→ **THE DATA**
════════

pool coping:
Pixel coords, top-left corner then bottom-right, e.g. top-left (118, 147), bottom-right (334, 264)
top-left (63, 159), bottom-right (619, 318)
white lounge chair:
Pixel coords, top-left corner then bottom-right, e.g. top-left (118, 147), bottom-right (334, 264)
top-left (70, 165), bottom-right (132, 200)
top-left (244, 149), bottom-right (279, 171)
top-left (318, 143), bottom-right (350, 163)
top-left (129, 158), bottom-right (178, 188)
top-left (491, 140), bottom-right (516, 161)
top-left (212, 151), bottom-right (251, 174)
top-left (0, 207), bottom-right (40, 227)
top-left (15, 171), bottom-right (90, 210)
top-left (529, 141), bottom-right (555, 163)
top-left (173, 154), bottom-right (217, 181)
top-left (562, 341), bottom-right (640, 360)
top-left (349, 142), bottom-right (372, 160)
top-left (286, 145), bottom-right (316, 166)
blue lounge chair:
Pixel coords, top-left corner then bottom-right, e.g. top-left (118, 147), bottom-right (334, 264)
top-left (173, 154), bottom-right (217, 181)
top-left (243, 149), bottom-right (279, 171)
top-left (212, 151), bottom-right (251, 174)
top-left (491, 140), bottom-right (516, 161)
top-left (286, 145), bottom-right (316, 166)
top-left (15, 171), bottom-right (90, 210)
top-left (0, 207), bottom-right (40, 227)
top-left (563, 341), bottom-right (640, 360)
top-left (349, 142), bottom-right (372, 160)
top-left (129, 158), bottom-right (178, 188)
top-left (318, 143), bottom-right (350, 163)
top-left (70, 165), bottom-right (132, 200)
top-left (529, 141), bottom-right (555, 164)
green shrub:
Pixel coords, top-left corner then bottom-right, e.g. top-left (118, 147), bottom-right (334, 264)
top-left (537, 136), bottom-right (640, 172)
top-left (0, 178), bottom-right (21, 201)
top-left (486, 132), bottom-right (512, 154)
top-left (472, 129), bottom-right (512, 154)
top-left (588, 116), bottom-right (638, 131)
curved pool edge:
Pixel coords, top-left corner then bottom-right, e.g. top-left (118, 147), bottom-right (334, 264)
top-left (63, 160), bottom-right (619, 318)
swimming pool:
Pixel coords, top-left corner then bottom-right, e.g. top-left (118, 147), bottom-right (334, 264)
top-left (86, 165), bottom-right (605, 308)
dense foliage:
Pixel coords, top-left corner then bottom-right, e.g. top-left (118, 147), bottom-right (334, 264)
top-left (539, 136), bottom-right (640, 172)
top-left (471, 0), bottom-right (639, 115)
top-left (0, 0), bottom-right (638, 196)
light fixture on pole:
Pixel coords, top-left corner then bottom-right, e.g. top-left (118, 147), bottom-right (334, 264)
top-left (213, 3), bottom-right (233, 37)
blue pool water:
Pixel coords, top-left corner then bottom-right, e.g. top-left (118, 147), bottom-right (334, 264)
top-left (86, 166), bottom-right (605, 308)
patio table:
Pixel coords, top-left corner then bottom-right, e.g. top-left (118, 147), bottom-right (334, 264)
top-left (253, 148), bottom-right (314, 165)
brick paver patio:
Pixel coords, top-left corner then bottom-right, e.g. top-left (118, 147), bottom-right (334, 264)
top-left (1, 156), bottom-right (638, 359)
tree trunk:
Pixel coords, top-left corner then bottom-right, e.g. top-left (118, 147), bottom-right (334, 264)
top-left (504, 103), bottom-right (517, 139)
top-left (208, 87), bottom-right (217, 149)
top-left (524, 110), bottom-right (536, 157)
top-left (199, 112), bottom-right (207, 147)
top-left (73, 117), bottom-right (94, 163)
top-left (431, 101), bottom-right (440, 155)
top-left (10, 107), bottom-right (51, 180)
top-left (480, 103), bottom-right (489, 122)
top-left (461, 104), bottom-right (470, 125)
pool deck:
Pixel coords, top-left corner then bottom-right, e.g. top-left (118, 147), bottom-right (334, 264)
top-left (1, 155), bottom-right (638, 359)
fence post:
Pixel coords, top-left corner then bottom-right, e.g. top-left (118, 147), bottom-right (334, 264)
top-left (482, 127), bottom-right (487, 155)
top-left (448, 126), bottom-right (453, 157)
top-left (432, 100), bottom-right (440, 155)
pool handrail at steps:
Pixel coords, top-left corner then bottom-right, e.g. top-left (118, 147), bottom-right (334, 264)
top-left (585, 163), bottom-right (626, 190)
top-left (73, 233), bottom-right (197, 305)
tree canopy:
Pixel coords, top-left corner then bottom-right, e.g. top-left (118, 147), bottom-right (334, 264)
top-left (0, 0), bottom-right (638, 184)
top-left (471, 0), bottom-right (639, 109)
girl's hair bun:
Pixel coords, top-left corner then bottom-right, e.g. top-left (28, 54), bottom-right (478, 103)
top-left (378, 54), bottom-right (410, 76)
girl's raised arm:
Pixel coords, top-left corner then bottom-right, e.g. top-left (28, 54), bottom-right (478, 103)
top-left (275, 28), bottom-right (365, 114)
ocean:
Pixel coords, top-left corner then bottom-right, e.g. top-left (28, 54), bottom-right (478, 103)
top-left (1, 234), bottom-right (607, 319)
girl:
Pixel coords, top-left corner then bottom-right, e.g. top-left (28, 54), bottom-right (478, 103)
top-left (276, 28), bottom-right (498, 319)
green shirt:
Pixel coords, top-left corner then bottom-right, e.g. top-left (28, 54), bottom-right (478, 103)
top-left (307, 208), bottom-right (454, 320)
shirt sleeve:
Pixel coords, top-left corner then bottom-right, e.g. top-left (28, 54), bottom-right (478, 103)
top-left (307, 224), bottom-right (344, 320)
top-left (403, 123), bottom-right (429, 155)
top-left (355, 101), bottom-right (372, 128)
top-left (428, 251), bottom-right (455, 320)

════════

→ **THE PROBLEM**
All of the entries above must be output word for word.

→ **ANSWER BOX**
pool coping:
Pixel coords, top-left corner then bottom-right, e.g. top-left (118, 147), bottom-right (334, 264)
top-left (63, 159), bottom-right (619, 318)
white lounge chair:
Pixel coords, top-left corner then bottom-right, e.g. top-left (118, 147), bottom-right (334, 264)
top-left (70, 165), bottom-right (132, 200)
top-left (244, 149), bottom-right (279, 171)
top-left (318, 143), bottom-right (350, 163)
top-left (129, 158), bottom-right (178, 188)
top-left (491, 140), bottom-right (516, 161)
top-left (212, 151), bottom-right (251, 174)
top-left (0, 207), bottom-right (40, 227)
top-left (15, 171), bottom-right (90, 210)
top-left (529, 141), bottom-right (555, 163)
top-left (173, 154), bottom-right (217, 181)
top-left (562, 341), bottom-right (640, 360)
top-left (349, 142), bottom-right (372, 160)
top-left (286, 145), bottom-right (316, 166)
blue lounge chair:
Pixel coords, top-left corner then bottom-right, e.g. top-left (118, 147), bottom-right (334, 264)
top-left (173, 154), bottom-right (217, 181)
top-left (243, 149), bottom-right (279, 171)
top-left (212, 151), bottom-right (251, 174)
top-left (491, 140), bottom-right (516, 161)
top-left (286, 145), bottom-right (316, 166)
top-left (15, 171), bottom-right (90, 210)
top-left (0, 207), bottom-right (40, 227)
top-left (563, 341), bottom-right (640, 360)
top-left (349, 142), bottom-right (372, 160)
top-left (129, 158), bottom-right (178, 188)
top-left (318, 143), bottom-right (350, 163)
top-left (70, 165), bottom-right (132, 200)
top-left (529, 141), bottom-right (555, 164)
green shrub:
Pixel coords, top-left corner then bottom-right, e.g. top-left (118, 147), bottom-right (334, 264)
top-left (537, 136), bottom-right (640, 172)
top-left (0, 178), bottom-right (21, 201)
top-left (486, 132), bottom-right (512, 154)
top-left (472, 129), bottom-right (512, 154)
top-left (588, 116), bottom-right (638, 131)
curved pool edge:
Pixel coords, top-left corner then bottom-right, e.g. top-left (118, 147), bottom-right (334, 264)
top-left (63, 160), bottom-right (619, 318)
swimming pool:
Pixel coords, top-left corner then bottom-right, e.g. top-left (118, 147), bottom-right (334, 264)
top-left (86, 165), bottom-right (605, 308)
dense foliage:
Pixel coords, top-left corner then bottom-right, e.g. top-left (118, 147), bottom-right (334, 264)
top-left (539, 136), bottom-right (640, 172)
top-left (471, 0), bottom-right (639, 115)
top-left (0, 0), bottom-right (638, 196)
light fixture on pole:
Pixel coords, top-left corner then bottom-right, e.g. top-left (118, 147), bottom-right (334, 264)
top-left (213, 3), bottom-right (233, 37)
blue pool water:
Pixel coords, top-left corner then bottom-right, e.g. top-left (118, 147), bottom-right (334, 264)
top-left (86, 166), bottom-right (605, 308)
patio table:
Pixel coords, top-left corner then bottom-right, e.g. top-left (118, 147), bottom-right (334, 264)
top-left (253, 148), bottom-right (314, 165)
brick paver patio:
Pixel coords, top-left corner then bottom-right, e.g. top-left (118, 147), bottom-right (334, 264)
top-left (1, 156), bottom-right (638, 359)
tree trunk:
Pixel coords, top-left corner then bottom-right, e.g. top-left (118, 147), bottom-right (334, 264)
top-left (504, 103), bottom-right (517, 139)
top-left (208, 87), bottom-right (217, 149)
top-left (524, 110), bottom-right (536, 157)
top-left (199, 112), bottom-right (207, 147)
top-left (73, 117), bottom-right (94, 163)
top-left (431, 101), bottom-right (440, 155)
top-left (10, 107), bottom-right (51, 180)
top-left (480, 103), bottom-right (489, 122)
top-left (461, 104), bottom-right (470, 125)
pool deck:
Pixel coords, top-left corner then bottom-right, e.g. top-left (118, 147), bottom-right (334, 264)
top-left (1, 155), bottom-right (638, 359)
fence post:
Pixel coords, top-left corner then bottom-right, e.g. top-left (118, 147), bottom-right (334, 264)
top-left (482, 127), bottom-right (487, 155)
top-left (448, 126), bottom-right (453, 157)
top-left (432, 100), bottom-right (440, 155)
pool handrail at steps:
Pixel coords, top-left corner then bottom-right, e.g. top-left (118, 147), bottom-right (334, 264)
top-left (585, 163), bottom-right (626, 190)
top-left (73, 233), bottom-right (197, 305)
tree canopy:
Pixel coords, top-left corner then bottom-right, e.g. top-left (118, 147), bottom-right (334, 264)
top-left (0, 0), bottom-right (638, 184)
top-left (471, 0), bottom-right (639, 109)
girl's hair bun:
Pixel coords, top-left corner then bottom-right, e.g. top-left (28, 54), bottom-right (478, 103)
top-left (378, 54), bottom-right (410, 76)
girl's raised arm:
Pixel coords, top-left corner then bottom-right, e.g. top-left (28, 54), bottom-right (478, 103)
top-left (275, 28), bottom-right (365, 114)
ocean:
Pixel coords, top-left corner then bottom-right, e.g. top-left (28, 54), bottom-right (478, 103)
top-left (1, 234), bottom-right (607, 319)
girl:
Pixel coords, top-left corner then bottom-right, e.g. top-left (28, 54), bottom-right (478, 103)
top-left (276, 28), bottom-right (498, 319)
green shirt:
Pixel coords, top-left corner then bottom-right, e.g. top-left (28, 54), bottom-right (478, 103)
top-left (307, 208), bottom-right (454, 320)
shirt sleeve:
Pixel coords, top-left corner then bottom-right, e.g. top-left (28, 54), bottom-right (478, 103)
top-left (307, 224), bottom-right (344, 320)
top-left (403, 123), bottom-right (429, 155)
top-left (355, 101), bottom-right (372, 128)
top-left (428, 251), bottom-right (455, 320)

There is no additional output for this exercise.